#### What this task involves
Render the lines below as a numbered list, omitting every blank line.

#### Excerpted data

────────

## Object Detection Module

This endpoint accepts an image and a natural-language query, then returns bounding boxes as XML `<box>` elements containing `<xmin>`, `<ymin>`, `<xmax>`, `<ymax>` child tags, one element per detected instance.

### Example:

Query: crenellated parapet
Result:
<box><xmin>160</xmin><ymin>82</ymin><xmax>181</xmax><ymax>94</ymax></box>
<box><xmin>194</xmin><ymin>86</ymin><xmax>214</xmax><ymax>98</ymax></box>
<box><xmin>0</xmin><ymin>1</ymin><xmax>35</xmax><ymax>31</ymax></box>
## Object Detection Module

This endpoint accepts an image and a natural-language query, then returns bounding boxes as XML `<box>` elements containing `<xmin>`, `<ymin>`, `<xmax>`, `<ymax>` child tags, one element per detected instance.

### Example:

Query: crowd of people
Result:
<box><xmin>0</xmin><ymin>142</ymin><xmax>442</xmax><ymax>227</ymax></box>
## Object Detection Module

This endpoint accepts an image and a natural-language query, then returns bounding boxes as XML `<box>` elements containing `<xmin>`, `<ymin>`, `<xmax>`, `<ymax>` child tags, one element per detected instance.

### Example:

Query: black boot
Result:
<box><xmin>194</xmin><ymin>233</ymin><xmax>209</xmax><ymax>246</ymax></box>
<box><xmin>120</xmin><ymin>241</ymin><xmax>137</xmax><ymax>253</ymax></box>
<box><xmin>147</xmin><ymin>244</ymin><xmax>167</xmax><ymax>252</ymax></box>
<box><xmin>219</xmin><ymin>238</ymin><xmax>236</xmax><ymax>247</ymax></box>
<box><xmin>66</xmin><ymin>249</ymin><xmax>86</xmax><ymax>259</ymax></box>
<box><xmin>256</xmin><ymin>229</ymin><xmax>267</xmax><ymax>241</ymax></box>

────────

#### Right answer
1. ## Object Detection Module
2. This endpoint accepts an image and a natural-language query, then returns bounding boxes as XML `<box>` elements containing `<xmin>`, `<ymin>`, `<xmax>`, `<ymax>` child tags, one element per detected instance.
3. ### Example:
4. Query: crenellated parapet
5. Result:
6. <box><xmin>160</xmin><ymin>82</ymin><xmax>181</xmax><ymax>94</ymax></box>
7. <box><xmin>194</xmin><ymin>86</ymin><xmax>214</xmax><ymax>98</ymax></box>
8. <box><xmin>0</xmin><ymin>1</ymin><xmax>35</xmax><ymax>31</ymax></box>
9. ## Object Detection Module
10. This endpoint accepts an image and a natural-language query, then returns bounding boxes as XML `<box>` elements containing `<xmin>`, `<ymin>`, `<xmax>`, `<ymax>` child tags, one element per detected instance.
11. ### Example:
12. Query: crowd of people
13. Result:
14. <box><xmin>0</xmin><ymin>142</ymin><xmax>442</xmax><ymax>227</ymax></box>
15. ## Object Detection Module
16. This endpoint accepts an image and a natural-language query, then returns bounding boxes as XML `<box>` elements containing `<xmin>`, `<ymin>`, `<xmax>`, `<ymax>` child tags, one element per detected instance.
17. ### Example:
18. Query: black boot
19. Result:
20. <box><xmin>194</xmin><ymin>233</ymin><xmax>209</xmax><ymax>246</ymax></box>
21. <box><xmin>120</xmin><ymin>241</ymin><xmax>137</xmax><ymax>253</ymax></box>
22. <box><xmin>147</xmin><ymin>244</ymin><xmax>167</xmax><ymax>252</ymax></box>
23. <box><xmin>219</xmin><ymin>238</ymin><xmax>236</xmax><ymax>247</ymax></box>
24. <box><xmin>66</xmin><ymin>249</ymin><xmax>86</xmax><ymax>259</ymax></box>
25. <box><xmin>256</xmin><ymin>229</ymin><xmax>267</xmax><ymax>241</ymax></box>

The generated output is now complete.